## THE INPUT:

-- Opening Marker --

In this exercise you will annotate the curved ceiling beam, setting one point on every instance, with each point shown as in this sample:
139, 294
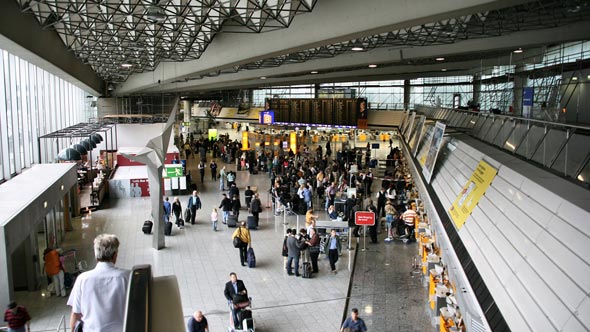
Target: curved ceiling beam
330, 22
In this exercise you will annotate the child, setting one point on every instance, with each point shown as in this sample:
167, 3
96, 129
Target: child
214, 218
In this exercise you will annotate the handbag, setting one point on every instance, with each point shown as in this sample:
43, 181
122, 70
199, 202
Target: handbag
238, 243
79, 327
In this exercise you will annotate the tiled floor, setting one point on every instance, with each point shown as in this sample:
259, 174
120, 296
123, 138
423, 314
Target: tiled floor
202, 259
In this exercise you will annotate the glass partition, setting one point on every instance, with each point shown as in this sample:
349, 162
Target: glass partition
549, 147
573, 155
529, 144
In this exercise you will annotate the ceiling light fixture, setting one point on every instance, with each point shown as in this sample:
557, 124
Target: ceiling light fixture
155, 14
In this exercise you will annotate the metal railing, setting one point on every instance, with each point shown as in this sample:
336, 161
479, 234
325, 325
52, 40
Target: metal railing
561, 147
62, 324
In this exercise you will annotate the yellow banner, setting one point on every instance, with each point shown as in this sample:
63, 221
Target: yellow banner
245, 140
472, 192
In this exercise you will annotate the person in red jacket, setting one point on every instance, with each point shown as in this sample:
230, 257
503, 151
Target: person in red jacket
54, 270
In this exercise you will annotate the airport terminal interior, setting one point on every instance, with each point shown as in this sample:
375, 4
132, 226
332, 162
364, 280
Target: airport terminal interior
437, 151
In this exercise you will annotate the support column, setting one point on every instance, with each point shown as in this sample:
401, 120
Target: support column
407, 91
476, 89
187, 105
6, 291
520, 81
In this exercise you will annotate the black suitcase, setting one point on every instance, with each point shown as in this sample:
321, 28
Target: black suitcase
251, 222
306, 270
245, 315
147, 227
168, 229
232, 221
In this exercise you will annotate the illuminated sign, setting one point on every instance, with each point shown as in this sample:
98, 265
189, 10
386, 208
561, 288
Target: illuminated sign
266, 117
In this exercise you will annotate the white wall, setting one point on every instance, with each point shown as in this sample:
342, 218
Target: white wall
526, 238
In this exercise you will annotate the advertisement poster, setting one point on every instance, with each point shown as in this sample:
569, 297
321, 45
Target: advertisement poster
527, 102
362, 121
433, 149
139, 188
417, 134
472, 192
410, 126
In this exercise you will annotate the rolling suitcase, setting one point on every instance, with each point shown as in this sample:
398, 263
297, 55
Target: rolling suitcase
147, 227
251, 258
251, 222
307, 270
245, 320
232, 221
168, 228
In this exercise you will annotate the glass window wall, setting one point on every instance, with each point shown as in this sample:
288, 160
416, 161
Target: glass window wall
33, 102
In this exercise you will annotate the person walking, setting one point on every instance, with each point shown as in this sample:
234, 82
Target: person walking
214, 219
177, 210
314, 249
213, 167
104, 284
244, 235
354, 323
194, 204
373, 229
54, 270
256, 207
293, 253
17, 318
236, 205
197, 323
333, 248
202, 171
222, 179
225, 207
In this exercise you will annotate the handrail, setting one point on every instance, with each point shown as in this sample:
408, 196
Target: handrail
511, 117
62, 321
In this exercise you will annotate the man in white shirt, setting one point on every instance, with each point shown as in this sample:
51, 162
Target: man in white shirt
98, 296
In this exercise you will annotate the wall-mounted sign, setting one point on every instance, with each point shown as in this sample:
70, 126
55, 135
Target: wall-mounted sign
266, 117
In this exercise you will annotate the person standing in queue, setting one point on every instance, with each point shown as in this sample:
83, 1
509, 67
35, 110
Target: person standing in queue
256, 207
235, 291
244, 234
354, 323
54, 270
198, 323
194, 204
17, 318
103, 285
333, 248
314, 249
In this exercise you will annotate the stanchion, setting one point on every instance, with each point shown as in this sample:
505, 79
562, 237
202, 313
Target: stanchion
364, 238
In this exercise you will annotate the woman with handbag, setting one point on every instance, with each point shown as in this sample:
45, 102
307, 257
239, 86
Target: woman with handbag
314, 249
241, 240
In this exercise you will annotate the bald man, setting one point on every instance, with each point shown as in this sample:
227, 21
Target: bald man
197, 323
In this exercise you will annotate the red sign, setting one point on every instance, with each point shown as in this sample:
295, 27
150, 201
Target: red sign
364, 218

-- Closing Marker --

## DESCRIPTION OF THE TASK:
Extract the full listing exactly, with the pictures left out.

## SOLUTION:
In this exercise you will annotate the curved ceiling beam, setting one point on every instance, with each point shown as in this sample:
139, 294
Target: curved ceiling beam
330, 22
In this exercise you will annotate the child, setting one point on every instance, with each point shown as in this sample:
167, 3
96, 129
Target: child
214, 218
In this exercise you will annotate the handbag, setting one point on every instance, with each point shown as in this sample:
43, 181
122, 70
199, 202
Target: handbag
238, 243
79, 327
In this exercise you will annotate the tiled floor, setting one point on every instance, with each point shown as in this sample:
259, 174
120, 296
123, 138
423, 314
Target: tiled floor
202, 259
In this exercise you will annotate the glass partition, setting one point on every instance, with each point shown as in this sample:
349, 162
Target: glass partition
549, 147
573, 155
529, 144
In this exercise you will annotate the ceiling light fixture, setting one point on every instance, with each point shown as in this sample:
557, 124
Target: ceiling light fixture
155, 14
In this exercise you will annotate the metal railing, setting one point on every instance, with each point shown as in this sample:
336, 161
479, 234
325, 325
52, 40
Target: metal railing
561, 147
62, 324
In this exercise you will annotate the yellow banner, setting one point on every instance, with each point shown as in this sample:
63, 221
Target: yellow banner
245, 140
472, 192
In this exercise you will annotate the person in red jacket, setting one point on every instance, with each point shown as in this sample:
230, 257
503, 151
Target: person in red jacket
54, 270
In this exercise you will annotate the airport terminal interior, setting one point on every instance, with each point shown as in this sample:
375, 4
132, 226
332, 162
364, 280
Target: airport terminal interior
437, 151
In this exercise you will annotate the support column, setting one point on every instance, with each point shown as in this sample:
401, 120
Target: support column
407, 91
476, 89
187, 105
6, 291
520, 81
In this exercise you will annotate the black suitcase, setting one point on every instance, with each point shown as in this sample:
321, 28
Target: black suitcase
251, 222
306, 270
245, 315
147, 227
168, 229
232, 221
In this exercise you will annotate the illuminated sign, setting one point on every instance, with each point shown as in this sample:
98, 265
189, 10
386, 208
561, 288
Target: illuminated sign
266, 117
In this exercise you will annotate the white wall, setting one point on every instance, with each point shown as in this sample:
342, 218
Target: white wall
526, 238
In this exercise you will annotate the advertisement poster, setting one point on every instance, with each point shown as in this sample:
569, 297
321, 45
Target: advertisement poster
527, 102
362, 121
433, 149
139, 188
417, 134
472, 192
410, 126
In this exercise you will annotate the rolling suitcase, setting one point on every instance, with each point shown as in this sample:
398, 263
297, 55
Target: rolling suitcase
147, 227
251, 258
251, 222
307, 270
245, 320
232, 221
168, 228
In this exercise you will annotate the glass window wall, setting one point on every instance, with each point shown as in this sample:
288, 160
416, 161
Target: glass window wall
33, 102
In this exercise you will annotate the person walking, setting one point on every instance, with each point shown as in this sample:
234, 82
Target: person walking
214, 219
177, 210
314, 249
213, 167
104, 284
244, 235
354, 323
194, 204
373, 229
54, 270
256, 207
293, 253
17, 318
236, 205
197, 323
333, 248
202, 171
222, 179
225, 207
In this exercise you will annotate the handrail, setting one point on every instance, with each point shown as in this sample:
408, 196
Target: handrail
511, 117
62, 321
In this exercise you will annotate the man in white shirt, setting one point on every instance, with each point shown as in this sample:
51, 162
Target: man in white shirt
98, 296
In this exercise you will annotate the wall-mounted sign, setting one point on every instance, with each point shown as in this sample:
70, 126
55, 135
Target: wall-mounted sign
266, 117
In this exercise you will annotate the person standing in queue, setting one point on every instance, with each point shown as in this sample:
83, 1
509, 67
35, 110
Target: person standing in queue
256, 207
235, 291
244, 234
354, 323
54, 270
198, 323
194, 204
17, 318
103, 285
333, 248
314, 249
In this exercise you will annotate the stanchion, setting one point on every instance, with each point shown as in this sample:
505, 79
562, 237
202, 313
Target: stanchion
364, 238
In this exercise you will annotate the woman with handbag, setting one point on every instance, with each point shown as in this sample:
45, 102
307, 257
239, 86
Target: woman with handbag
314, 249
241, 240
In this exercise you will annotate the bald man, setting one point on every instance, with each point shown as in this sample:
227, 21
Target: bald man
197, 323
In this exercise you will annotate the red sign, setting one point on every instance, with each point shown as in this sample:
295, 27
150, 201
Target: red sign
364, 218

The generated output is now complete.